Work to complete |
1. In the passage on the Flynn investigation, write out the text from "On January 24, the" to "a lawyer present.", substituting "a pair of FBI agents" for "two FBI agents".
2. Answer these questions using the passage on the Flynn investigation.
(a) On what date did Mike Pence deny that Flynn had discussed sanctions with the Russian ambassador?
(b) Which newspaper reported on January 22 that counterintelligence agents had investigated communications between Flynn and Kislyak?
(c) How many FBI agents did the Justice Department send to the White House on January 24?

Extract to read |
****

Three days later, on January 15, Vice President-elect Mike Pence (remember, this was all happening before the Trump administration took office) denied that Flynn had discussed sanctions with the Russian ambassador. "They [Flynn and Kislyak] did not discuss anything having to do with the United States' decision to expel diplomats or impose censure against Russia," Pence told CBS.
On January 20, Donald Trump became president. On January 22, the Wall Street Journal reported that "U.S. counterintelligence agents have investigated communications" between Flynn and Kislyak. The investigation "aimed to determine the nature of Mr. Flynn's contact with Russian officials and whether such contacts may have violated laws."
On January 24, the Justice Department — the Obama holdover Yates had become the acting attorney general — sent two FBI agents to the White House to question Flynn, who talked to them without a lawyer present.

****

Data block |
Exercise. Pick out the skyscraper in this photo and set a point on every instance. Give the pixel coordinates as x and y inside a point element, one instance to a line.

****

The solutions |
1.
On January 24, the Justice Department — the Obama holdover Yates had become the acting attorney general — sent a pair of FBI agents to the White House to question Flynn, who talked to them without a lawyer present.

2.
(a) January 15
(b) The Wall Street Journal
(c) Two